This is an archived snapshot of W3C's public bugzilla bug tracker, decommissioned in April 2019. Please see the home page for more details.
Currently the text in the spec says that media segments can be appended in any order but it doesn't outline any way to signal that a non-contiguous append is going to happen. The initial thinking was that the media segment starting timestamp would provide enough information to detect this automatically. Our work on updating the Chromium implementation has revealed that this is only true if you always know the exact duration of the media segment and the duration of the last blocks in the segment for each track. This is not the case for WebM, at least, given our current definitions for that format. Typically no duration information is stored in the cluster and block durations are determined by computing the difference between adjacent blocks. There is a way in WebM to specify block durations, but there is no requirement for the last block in the cluster to supply this information. Non-contiguous appends can throw off this block duration calculation logic. An append for data earlier in the timeline can be detected, but requires dropping the last blocks in the previous cluster because we won't get the blocks from the next contiguous cluster to compute their duration. Appending data for a point later in the timeline can cause incorrect block duration calculations because the UA has no way to differentiate this new segment from the one that is actually the next contiguous one. This problem raises several questions: 1. Can this happen in ISO BMFF or other formats we might want to support? 2. How should we signal that a discontinuity is happening? 3. Should the WebM section be updated to mandate duration information on the last frames? This requirement would likely exclude discontiguous appends on a majority of current WebM content. 4. Should we restrict the situations where non-contiguous appends can occur?
> 1. Can this happen in ISO BMFF or other formats we might want to support? Not in ISO BMFF; each sample's duration is defined explicitly. Yes for MPEG-TS, though, AFAIK.

▶ **DATA EXTRACT**:
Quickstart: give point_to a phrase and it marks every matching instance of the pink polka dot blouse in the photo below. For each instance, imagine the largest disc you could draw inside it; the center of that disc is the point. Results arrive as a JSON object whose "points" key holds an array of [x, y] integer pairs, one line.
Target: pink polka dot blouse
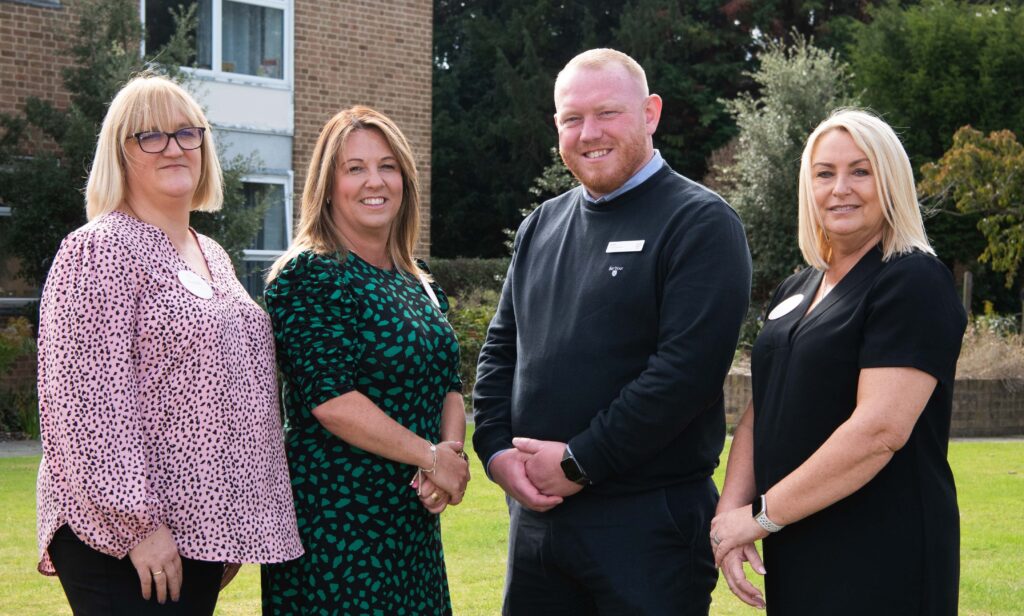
{"points": [[157, 405]]}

▶ **REQUIRED ACTIONS**:
1. Please say whether each statement agrees with the bug report on non-contiguous appends, answering yes or no and quoting the words of the report that decide it: (a) WebM clusters typically store duration information. (b) In ISO BMFF, each sample's duration is defined explicitly. (c) The spec text outlines a way to signal that a non-contiguous append is going to happen.
2. Pick up the bug report on non-contiguous appends after its last sentence and continue it.
The data does not matter here.

▶ **RESPONSES IN ORDER**:
1.
(a) No: "Typically no duration information is stored in the cluster"
(b) Yes: "Not in ISO BMFF; each sample's duration is defined explicitly."
(c) No: "it doesn't outline any way to signal that a non-contiguous append is going to happen"

2.
(In reply to comment #0) > > This problem raises several questions: > 1. Can this happen in ISO BMFF or other formats we might want to support? ISO BMFF no, as we have the specification now. The last sample in a standard ISO file can have indeterminate duration, but for movie fragments there is always a sample duration (the default in the Movie Extends applies if nothing else does). > 2. How should we signal that a discontinuity is happening? Another way to think of it is that each append places the video frames at their specified positions on the timeline. What is left to work out is whether the gap between the last frame of one segment and the first frame of the next is so large that there must be content missing and playback should stall when you get to that point. Would it be ok to suggest that implementations apply heuristics when there is some doubt ? For example if the gap is bigger than twice the largest inter-frame gap observed. > 3. Should the WebM section be updated to mandate duration information on the > last frames? This requirement would likely exclude discontiguous appends on a > majority of current WebM content. > 4. Should we restrict the situations where non-contiguous appends can occur? What kind of restriction ? I can see four applications for a discontiguous append: (a) the user seeks to some point in the future. The append probably occurs with the video element in a "stalled" state with playback position equal to the start of the new segment. (b) video data for some segment happens to arrive at the client earlier than for the "next" segment - perhaps because the JS is getting fancy with parallel downloads etc. The segment filling the gap will arrive soon (and if it doesn't playback should stall) (c) In the live case, playback has fallen too far behind the "live leading edge" (due to playback stalls) and the player decides to skip a segment or two to catch up. It will need to set the playback position to the start of the skip-to segment. This is pretty much like a seek from the Media Element perspective (d) Imperfect segmentation on a bitrate switch means there is a missing frame or two between the end of one segment and the beginning of the next. Heuristics as suggested above essentially means being lenient with imperfect segmentation and playing back with a couple of frame drops vs stalling altogether.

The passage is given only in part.